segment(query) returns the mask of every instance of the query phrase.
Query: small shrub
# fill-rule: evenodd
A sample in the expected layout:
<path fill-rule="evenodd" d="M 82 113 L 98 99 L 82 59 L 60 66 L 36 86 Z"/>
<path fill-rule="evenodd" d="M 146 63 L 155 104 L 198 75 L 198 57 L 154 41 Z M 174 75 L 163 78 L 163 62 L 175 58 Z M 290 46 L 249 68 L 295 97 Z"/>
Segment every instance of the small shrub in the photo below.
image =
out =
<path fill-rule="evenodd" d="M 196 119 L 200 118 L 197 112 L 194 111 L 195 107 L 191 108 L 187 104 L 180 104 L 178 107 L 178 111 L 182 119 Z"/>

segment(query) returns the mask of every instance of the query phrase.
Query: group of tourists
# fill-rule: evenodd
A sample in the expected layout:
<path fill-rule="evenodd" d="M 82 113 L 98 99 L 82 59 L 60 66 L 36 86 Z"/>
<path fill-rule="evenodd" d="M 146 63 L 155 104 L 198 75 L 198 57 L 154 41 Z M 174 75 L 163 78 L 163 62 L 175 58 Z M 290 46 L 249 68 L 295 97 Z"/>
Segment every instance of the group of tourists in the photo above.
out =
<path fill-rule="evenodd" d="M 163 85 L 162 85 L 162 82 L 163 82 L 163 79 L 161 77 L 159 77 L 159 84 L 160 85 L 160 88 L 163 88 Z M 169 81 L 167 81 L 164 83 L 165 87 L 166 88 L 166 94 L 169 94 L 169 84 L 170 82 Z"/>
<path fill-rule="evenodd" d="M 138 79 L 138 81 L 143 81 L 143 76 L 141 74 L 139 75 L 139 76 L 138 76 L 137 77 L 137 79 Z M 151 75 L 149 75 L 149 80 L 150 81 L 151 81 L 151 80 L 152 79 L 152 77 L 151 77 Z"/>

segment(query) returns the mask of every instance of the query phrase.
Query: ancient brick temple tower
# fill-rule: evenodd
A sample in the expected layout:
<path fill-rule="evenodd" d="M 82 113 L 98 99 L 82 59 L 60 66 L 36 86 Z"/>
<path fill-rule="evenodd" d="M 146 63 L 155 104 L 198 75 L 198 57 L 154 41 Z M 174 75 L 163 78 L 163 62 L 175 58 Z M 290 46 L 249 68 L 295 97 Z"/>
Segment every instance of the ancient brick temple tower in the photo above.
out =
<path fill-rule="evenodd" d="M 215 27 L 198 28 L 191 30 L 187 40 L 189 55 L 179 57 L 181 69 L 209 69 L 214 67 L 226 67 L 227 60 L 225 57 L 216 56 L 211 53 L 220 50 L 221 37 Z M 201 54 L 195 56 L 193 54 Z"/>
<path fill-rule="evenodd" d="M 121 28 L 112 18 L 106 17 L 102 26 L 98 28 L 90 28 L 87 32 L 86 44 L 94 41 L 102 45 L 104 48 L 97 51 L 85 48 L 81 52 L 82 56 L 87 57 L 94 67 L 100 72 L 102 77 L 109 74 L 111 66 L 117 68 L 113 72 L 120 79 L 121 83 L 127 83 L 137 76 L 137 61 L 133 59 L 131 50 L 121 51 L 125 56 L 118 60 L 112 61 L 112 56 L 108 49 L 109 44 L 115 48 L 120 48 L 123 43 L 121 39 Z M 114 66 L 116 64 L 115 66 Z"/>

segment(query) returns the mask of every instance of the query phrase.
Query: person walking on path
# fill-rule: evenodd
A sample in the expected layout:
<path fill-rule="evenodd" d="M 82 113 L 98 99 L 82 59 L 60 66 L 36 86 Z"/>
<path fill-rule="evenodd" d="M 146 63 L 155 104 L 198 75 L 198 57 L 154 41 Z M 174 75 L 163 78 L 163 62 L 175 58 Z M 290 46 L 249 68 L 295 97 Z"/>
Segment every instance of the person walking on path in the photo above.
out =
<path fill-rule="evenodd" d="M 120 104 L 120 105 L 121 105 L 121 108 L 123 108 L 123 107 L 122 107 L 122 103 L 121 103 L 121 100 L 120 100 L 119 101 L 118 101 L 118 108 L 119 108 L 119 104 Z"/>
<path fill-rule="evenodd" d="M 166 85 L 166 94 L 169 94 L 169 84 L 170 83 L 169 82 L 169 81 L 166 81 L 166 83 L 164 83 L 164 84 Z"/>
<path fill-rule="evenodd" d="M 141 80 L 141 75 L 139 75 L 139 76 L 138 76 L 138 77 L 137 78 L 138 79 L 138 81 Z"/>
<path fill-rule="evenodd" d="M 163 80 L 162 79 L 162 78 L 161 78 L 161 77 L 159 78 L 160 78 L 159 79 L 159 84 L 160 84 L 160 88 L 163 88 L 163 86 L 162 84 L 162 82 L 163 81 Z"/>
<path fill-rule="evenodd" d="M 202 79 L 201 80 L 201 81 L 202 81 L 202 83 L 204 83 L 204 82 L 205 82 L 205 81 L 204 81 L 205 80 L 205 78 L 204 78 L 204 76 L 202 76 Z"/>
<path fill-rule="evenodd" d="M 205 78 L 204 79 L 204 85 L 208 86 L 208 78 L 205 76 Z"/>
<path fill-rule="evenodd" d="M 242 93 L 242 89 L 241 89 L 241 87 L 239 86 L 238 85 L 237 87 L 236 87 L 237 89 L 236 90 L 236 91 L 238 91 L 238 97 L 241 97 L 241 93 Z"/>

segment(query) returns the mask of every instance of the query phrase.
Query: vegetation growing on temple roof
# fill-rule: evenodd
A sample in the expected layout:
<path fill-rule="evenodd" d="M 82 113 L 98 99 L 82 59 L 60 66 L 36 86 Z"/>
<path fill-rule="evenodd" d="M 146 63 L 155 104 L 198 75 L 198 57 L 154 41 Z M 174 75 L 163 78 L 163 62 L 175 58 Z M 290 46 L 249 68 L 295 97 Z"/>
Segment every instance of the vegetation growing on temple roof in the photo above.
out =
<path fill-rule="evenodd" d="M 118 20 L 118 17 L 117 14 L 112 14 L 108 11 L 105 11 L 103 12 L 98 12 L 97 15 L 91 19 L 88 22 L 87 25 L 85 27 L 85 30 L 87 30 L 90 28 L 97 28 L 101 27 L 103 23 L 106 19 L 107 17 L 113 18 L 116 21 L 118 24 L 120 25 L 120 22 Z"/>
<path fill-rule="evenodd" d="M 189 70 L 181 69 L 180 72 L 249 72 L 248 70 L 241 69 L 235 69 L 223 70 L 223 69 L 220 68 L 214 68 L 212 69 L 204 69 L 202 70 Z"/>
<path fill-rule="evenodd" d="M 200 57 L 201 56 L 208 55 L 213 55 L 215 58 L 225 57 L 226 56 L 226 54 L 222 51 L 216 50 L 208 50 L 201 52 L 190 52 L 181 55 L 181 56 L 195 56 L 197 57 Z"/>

####################

Task requirements
Exactly as they are written, print the entries again.

Solution for this task
segment(query) returns the mask of every instance of the query phrase.
Query: small shrub
# fill-rule: evenodd
A sample in the expected layout:
<path fill-rule="evenodd" d="M 82 113 L 98 99 L 82 59 L 60 66 L 36 86 Z"/>
<path fill-rule="evenodd" d="M 146 63 L 155 104 L 198 75 L 198 57 L 154 41 Z M 174 75 L 163 78 L 163 62 L 175 58 Z M 290 46 L 249 68 L 295 97 Z"/>
Segment every instance of the small shrub in the photo below.
image =
out =
<path fill-rule="evenodd" d="M 196 119 L 200 118 L 197 112 L 194 111 L 195 107 L 191 108 L 187 104 L 180 104 L 178 107 L 178 111 L 182 119 Z"/>

segment(query) returns the mask of every instance of the query phrase.
Query: group of tourists
# fill-rule: evenodd
A sample in the expected layout:
<path fill-rule="evenodd" d="M 82 113 L 98 99 L 82 59 L 60 66 L 36 86 Z"/>
<path fill-rule="evenodd" d="M 146 63 L 155 104 L 198 75 L 198 57 L 154 41 Z M 174 75 L 163 78 L 163 62 L 175 58 Z M 290 46 L 249 68 L 295 97 Z"/>
Segment every instance of the group of tourists in the photo above.
out =
<path fill-rule="evenodd" d="M 163 85 L 162 85 L 162 82 L 163 82 L 163 79 L 161 77 L 159 77 L 159 84 L 160 85 L 160 88 L 163 88 Z M 169 81 L 167 81 L 164 83 L 165 87 L 166 88 L 166 94 L 169 94 L 169 84 L 170 82 Z"/>
<path fill-rule="evenodd" d="M 138 79 L 138 81 L 143 81 L 143 76 L 141 74 L 139 75 L 139 76 L 138 76 L 137 77 L 137 79 Z M 151 75 L 149 75 L 149 80 L 150 81 L 151 81 L 151 80 L 152 79 L 152 77 L 151 77 Z"/>

segment(query) returns the mask of every instance of the query phrase.
Query: ancient brick temple tower
# fill-rule: evenodd
A sample in the expected layout:
<path fill-rule="evenodd" d="M 82 113 L 98 99 L 82 59 L 60 66 L 36 86 Z"/>
<path fill-rule="evenodd" d="M 146 63 L 155 104 L 198 75 L 198 57 L 154 41 Z M 174 75 L 163 78 L 163 62 L 175 58 Z M 290 46 L 249 68 L 295 97 Z"/>
Segment every instance of the ancient brick temple tower in the photo above.
out =
<path fill-rule="evenodd" d="M 215 27 L 198 28 L 191 30 L 187 40 L 189 55 L 179 57 L 181 69 L 209 69 L 214 67 L 226 67 L 227 60 L 225 57 L 216 56 L 211 53 L 220 50 L 221 37 Z M 201 54 L 195 56 L 193 54 Z"/>
<path fill-rule="evenodd" d="M 121 28 L 112 18 L 106 17 L 102 26 L 98 28 L 90 28 L 87 32 L 86 44 L 94 41 L 102 45 L 104 48 L 97 51 L 85 48 L 81 52 L 82 56 L 87 57 L 94 67 L 100 72 L 102 77 L 109 74 L 111 66 L 117 68 L 113 72 L 120 79 L 121 83 L 127 83 L 137 76 L 137 61 L 133 59 L 131 50 L 121 51 L 125 56 L 118 60 L 112 61 L 112 56 L 108 49 L 109 44 L 115 48 L 120 48 L 123 43 L 121 39 Z M 114 66 L 116 64 L 115 66 Z"/>

segment(query) returns the mask of every instance of the query phrase.
Query: person walking on path
# fill-rule: evenodd
A sample in the expected layout:
<path fill-rule="evenodd" d="M 82 113 L 98 99 L 82 59 L 60 66 L 36 86 Z"/>
<path fill-rule="evenodd" d="M 146 63 L 155 104 L 198 75 L 198 57 L 154 41 Z M 174 75 L 163 78 L 163 62 L 175 58 Z M 290 46 L 249 68 L 295 97 Z"/>
Segment every instance of the person walking on path in the photo above.
out =
<path fill-rule="evenodd" d="M 120 104 L 120 105 L 121 105 L 121 108 L 123 108 L 123 107 L 122 107 L 122 103 L 121 103 L 121 100 L 120 100 L 119 101 L 118 101 L 118 108 L 119 108 L 119 104 Z"/>
<path fill-rule="evenodd" d="M 166 85 L 166 94 L 169 94 L 169 84 L 170 83 L 169 82 L 169 81 L 166 81 L 166 83 L 164 83 L 164 84 Z"/>
<path fill-rule="evenodd" d="M 141 80 L 141 75 L 139 75 L 139 76 L 138 76 L 138 77 L 137 78 L 138 79 L 138 81 Z"/>
<path fill-rule="evenodd" d="M 163 80 L 162 79 L 162 78 L 161 78 L 161 77 L 159 78 L 160 78 L 159 79 L 159 84 L 160 84 L 160 88 L 163 88 L 163 86 L 162 84 L 162 82 L 163 81 Z"/>
<path fill-rule="evenodd" d="M 202 79 L 201 80 L 201 81 L 202 81 L 202 83 L 204 83 L 204 82 L 205 82 L 205 81 L 204 81 L 205 80 L 205 78 L 204 78 L 204 76 L 202 76 Z"/>
<path fill-rule="evenodd" d="M 205 78 L 204 79 L 204 85 L 208 86 L 208 78 L 205 76 Z"/>
<path fill-rule="evenodd" d="M 242 93 L 242 89 L 241 89 L 241 87 L 239 86 L 238 85 L 237 87 L 236 87 L 237 89 L 236 90 L 236 91 L 238 91 L 238 97 L 241 97 L 241 93 Z"/>

segment(query) returns the mask of every instance of the query phrase.
Query: vegetation growing on temple roof
# fill-rule: evenodd
A sample in the expected layout:
<path fill-rule="evenodd" d="M 82 113 L 98 99 L 82 59 L 60 66 L 36 86 Z"/>
<path fill-rule="evenodd" d="M 146 63 L 155 104 L 198 75 L 198 57 L 154 41 Z M 174 75 L 163 78 L 163 62 L 175 58 Z M 290 46 L 249 68 L 295 97 Z"/>
Segment every instance of the vegetation growing on temple roof in the photo above.
out =
<path fill-rule="evenodd" d="M 118 20 L 118 17 L 117 14 L 112 14 L 108 11 L 105 11 L 103 12 L 98 12 L 97 15 L 91 19 L 88 22 L 87 25 L 85 27 L 85 30 L 87 30 L 90 28 L 97 28 L 101 27 L 103 23 L 106 19 L 107 17 L 113 18 L 116 21 L 118 24 L 120 25 L 120 22 Z"/>
<path fill-rule="evenodd" d="M 189 70 L 181 69 L 180 72 L 249 72 L 248 70 L 241 69 L 235 69 L 223 70 L 223 69 L 220 68 L 214 68 L 212 69 L 204 69 L 202 70 Z"/>
<path fill-rule="evenodd" d="M 200 57 L 201 56 L 208 55 L 213 55 L 215 58 L 225 57 L 226 56 L 226 54 L 222 51 L 216 50 L 208 50 L 201 52 L 190 52 L 181 55 L 181 56 L 195 56 L 197 57 Z"/>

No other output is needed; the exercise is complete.